** MATERIAL PROVIDED follows **
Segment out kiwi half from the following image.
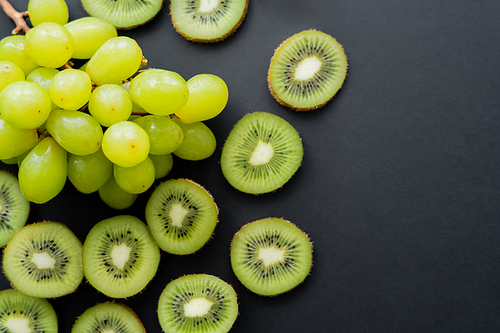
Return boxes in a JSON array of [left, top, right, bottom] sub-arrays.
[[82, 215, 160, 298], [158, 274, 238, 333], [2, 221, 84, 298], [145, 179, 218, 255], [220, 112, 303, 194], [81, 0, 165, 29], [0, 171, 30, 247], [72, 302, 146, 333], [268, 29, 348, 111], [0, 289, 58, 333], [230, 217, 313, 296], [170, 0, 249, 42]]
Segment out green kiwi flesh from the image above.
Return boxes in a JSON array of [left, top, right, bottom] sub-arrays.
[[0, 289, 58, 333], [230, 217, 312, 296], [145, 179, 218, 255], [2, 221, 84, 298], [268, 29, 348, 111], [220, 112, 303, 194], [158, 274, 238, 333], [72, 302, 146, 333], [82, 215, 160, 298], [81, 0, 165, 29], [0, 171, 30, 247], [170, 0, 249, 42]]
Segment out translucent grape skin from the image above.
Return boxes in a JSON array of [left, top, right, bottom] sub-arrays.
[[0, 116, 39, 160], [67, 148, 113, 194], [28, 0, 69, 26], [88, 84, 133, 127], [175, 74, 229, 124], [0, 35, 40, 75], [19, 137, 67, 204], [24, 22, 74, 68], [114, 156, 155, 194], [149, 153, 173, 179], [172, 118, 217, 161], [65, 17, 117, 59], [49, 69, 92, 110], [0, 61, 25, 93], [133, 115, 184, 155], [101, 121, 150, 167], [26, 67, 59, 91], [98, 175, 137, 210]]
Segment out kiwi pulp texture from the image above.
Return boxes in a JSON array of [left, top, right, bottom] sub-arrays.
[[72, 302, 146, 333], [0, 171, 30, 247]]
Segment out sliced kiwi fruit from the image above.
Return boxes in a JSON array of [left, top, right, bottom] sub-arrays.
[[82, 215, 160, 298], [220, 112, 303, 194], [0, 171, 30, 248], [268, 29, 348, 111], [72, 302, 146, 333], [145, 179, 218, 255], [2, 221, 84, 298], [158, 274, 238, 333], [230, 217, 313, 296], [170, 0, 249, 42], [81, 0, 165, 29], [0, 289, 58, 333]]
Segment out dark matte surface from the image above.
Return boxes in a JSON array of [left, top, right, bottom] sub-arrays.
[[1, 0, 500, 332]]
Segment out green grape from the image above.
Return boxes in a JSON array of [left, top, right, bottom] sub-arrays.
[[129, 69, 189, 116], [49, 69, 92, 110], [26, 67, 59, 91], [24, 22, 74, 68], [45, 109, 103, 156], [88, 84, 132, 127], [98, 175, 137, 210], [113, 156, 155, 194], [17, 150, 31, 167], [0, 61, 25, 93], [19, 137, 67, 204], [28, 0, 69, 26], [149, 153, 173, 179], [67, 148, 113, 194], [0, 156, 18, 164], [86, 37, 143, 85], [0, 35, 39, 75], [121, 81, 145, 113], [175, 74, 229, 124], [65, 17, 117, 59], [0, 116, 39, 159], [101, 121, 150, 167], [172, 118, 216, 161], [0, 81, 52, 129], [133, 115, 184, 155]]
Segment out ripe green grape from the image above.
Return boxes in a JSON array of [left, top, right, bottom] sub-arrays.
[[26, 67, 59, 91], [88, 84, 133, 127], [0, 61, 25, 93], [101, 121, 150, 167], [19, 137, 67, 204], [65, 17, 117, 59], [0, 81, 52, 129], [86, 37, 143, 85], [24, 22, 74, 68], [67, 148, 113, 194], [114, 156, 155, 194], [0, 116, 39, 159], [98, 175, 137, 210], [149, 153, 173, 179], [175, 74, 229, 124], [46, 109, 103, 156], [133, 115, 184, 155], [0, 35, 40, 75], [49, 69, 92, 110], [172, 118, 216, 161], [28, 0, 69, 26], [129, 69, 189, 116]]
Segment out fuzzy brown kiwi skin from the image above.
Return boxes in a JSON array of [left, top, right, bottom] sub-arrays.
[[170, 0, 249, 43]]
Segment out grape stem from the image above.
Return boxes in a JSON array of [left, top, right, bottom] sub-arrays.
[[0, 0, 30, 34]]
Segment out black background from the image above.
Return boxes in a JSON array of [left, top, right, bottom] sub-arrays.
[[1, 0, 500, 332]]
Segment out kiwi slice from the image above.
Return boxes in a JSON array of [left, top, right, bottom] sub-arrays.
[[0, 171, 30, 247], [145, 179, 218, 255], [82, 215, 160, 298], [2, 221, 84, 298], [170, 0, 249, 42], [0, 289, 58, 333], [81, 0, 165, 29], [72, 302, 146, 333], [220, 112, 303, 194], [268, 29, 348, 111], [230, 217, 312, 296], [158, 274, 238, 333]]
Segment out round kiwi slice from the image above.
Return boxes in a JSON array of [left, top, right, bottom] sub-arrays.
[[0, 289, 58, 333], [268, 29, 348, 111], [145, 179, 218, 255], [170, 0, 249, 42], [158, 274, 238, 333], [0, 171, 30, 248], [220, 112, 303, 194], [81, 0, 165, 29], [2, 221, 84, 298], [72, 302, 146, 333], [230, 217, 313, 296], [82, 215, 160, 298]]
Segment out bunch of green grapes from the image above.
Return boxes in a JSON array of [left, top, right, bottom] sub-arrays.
** End of MATERIAL PROVIDED **
▸ WHAT THE TASK ASKS
Pictures aside, print every line of the material exactly.

▸ WRITTEN ANSWER
Segment out kiwi half from the following image.
Return boxes in a JSON array of [left, top, right, bottom] sub-arrays.
[[82, 215, 160, 298], [158, 274, 238, 333], [2, 221, 84, 298], [145, 179, 218, 255], [220, 112, 303, 194], [81, 0, 165, 29], [0, 171, 30, 247], [72, 302, 146, 333], [268, 29, 348, 111], [0, 289, 58, 333], [230, 217, 313, 296], [170, 0, 249, 42]]
Segment out green kiwi flesh from the image above.
Return boxes in a JSON array of [left, top, right, bottom] sub-arrays.
[[0, 289, 58, 333], [230, 217, 312, 296], [145, 179, 218, 255], [2, 221, 84, 298], [268, 29, 348, 111], [220, 112, 303, 194], [158, 274, 238, 333], [72, 302, 146, 333], [82, 215, 160, 298], [81, 0, 165, 29], [0, 171, 30, 247], [170, 0, 249, 42]]
Segment out translucent grape skin from the image above.
Return boxes in a JSON array of [left, top, right, bottom] sub-arrays.
[[0, 116, 39, 160], [67, 148, 113, 194], [28, 0, 69, 26], [88, 84, 133, 127], [175, 74, 229, 124], [0, 35, 40, 75], [19, 137, 67, 204], [24, 22, 74, 68], [114, 156, 155, 194], [149, 153, 173, 179], [172, 118, 217, 161], [65, 17, 117, 59], [49, 69, 92, 110], [0, 61, 25, 93], [133, 115, 184, 155], [101, 121, 150, 167], [26, 67, 59, 91], [98, 175, 137, 210]]
Segment out kiwi pulp texture from the image above.
Return boxes in a JSON array of [left, top, right, bottom] sub-arrays.
[[72, 302, 146, 333], [0, 171, 30, 247]]
Segment out sliced kiwi fruit from the image above.
Return boxes in a JSON array of [left, top, right, bottom] sub-arrays.
[[82, 215, 160, 298], [220, 112, 303, 194], [0, 171, 30, 248], [268, 29, 348, 111], [72, 302, 146, 333], [145, 179, 218, 255], [2, 221, 84, 298], [158, 274, 238, 333], [230, 217, 313, 296], [170, 0, 249, 42], [81, 0, 165, 29], [0, 289, 58, 333]]
Segment out dark matte surface from the image above.
Return boxes in a JSON array of [left, top, right, bottom] sub-arrays.
[[1, 0, 500, 332]]
Segment out green grape from the image above.
Return boxes in a JSON array of [left, top, right, bottom] sub-arrays.
[[129, 69, 189, 116], [49, 69, 92, 110], [26, 67, 59, 91], [24, 22, 74, 68], [45, 109, 103, 156], [88, 84, 132, 127], [98, 175, 137, 210], [113, 156, 155, 194], [17, 150, 31, 167], [0, 61, 25, 93], [19, 137, 67, 204], [28, 0, 69, 26], [149, 153, 173, 179], [67, 148, 113, 194], [0, 156, 18, 164], [86, 37, 143, 85], [0, 35, 39, 75], [121, 81, 145, 113], [175, 74, 229, 124], [65, 17, 117, 59], [0, 116, 39, 159], [101, 121, 150, 167], [172, 118, 216, 161], [0, 81, 52, 129], [133, 115, 184, 155]]
Segment out ripe green grape from the image above.
Return boxes in a JSON array of [left, top, right, bottom] sub-arrays.
[[26, 67, 59, 91], [88, 84, 133, 127], [0, 61, 25, 93], [101, 121, 150, 167], [19, 137, 67, 204], [65, 17, 117, 59], [0, 81, 52, 129], [86, 37, 143, 85], [24, 22, 74, 68], [67, 148, 113, 194], [114, 156, 155, 194], [0, 116, 39, 159], [98, 175, 137, 210], [149, 153, 173, 179], [175, 74, 229, 124], [46, 109, 103, 156], [133, 115, 184, 155], [0, 35, 40, 75], [49, 69, 92, 110], [172, 118, 216, 161], [28, 0, 69, 26], [129, 69, 189, 116]]
Segment out fuzzy brown kiwi skin from the image above.
Return boxes in a JSON array of [left, top, right, bottom] sub-arrays.
[[170, 0, 249, 43]]
Segment out grape stem from the image above.
Return boxes in a JSON array of [left, top, right, bottom] sub-arrays.
[[0, 0, 30, 34]]
Segment out black background from the image above.
Return boxes in a JSON array of [left, top, right, bottom] sub-arrays.
[[1, 0, 500, 332]]
Segment out kiwi slice from the image above.
Return boxes in a JSON array of [left, top, right, bottom] sub-arrays.
[[0, 171, 30, 247], [145, 179, 218, 255], [82, 215, 160, 298], [2, 221, 84, 298], [170, 0, 249, 42], [0, 289, 58, 333], [81, 0, 165, 29], [72, 302, 146, 333], [220, 112, 303, 194], [268, 29, 348, 111], [230, 217, 312, 296], [158, 274, 238, 333]]
Segment out round kiwi slice from the image above.
Return boxes in a JSON array of [left, top, right, bottom] sub-arrays.
[[0, 289, 58, 333], [268, 29, 348, 111], [145, 179, 218, 255], [170, 0, 249, 42], [158, 274, 238, 333], [0, 171, 30, 248], [220, 112, 303, 194], [81, 0, 165, 29], [2, 221, 84, 298], [72, 302, 146, 333], [230, 217, 313, 296], [82, 215, 160, 298]]
Segment out bunch of green grapes from the image above.
Return boxes in a JSON array of [left, top, right, bottom] sub-arrays.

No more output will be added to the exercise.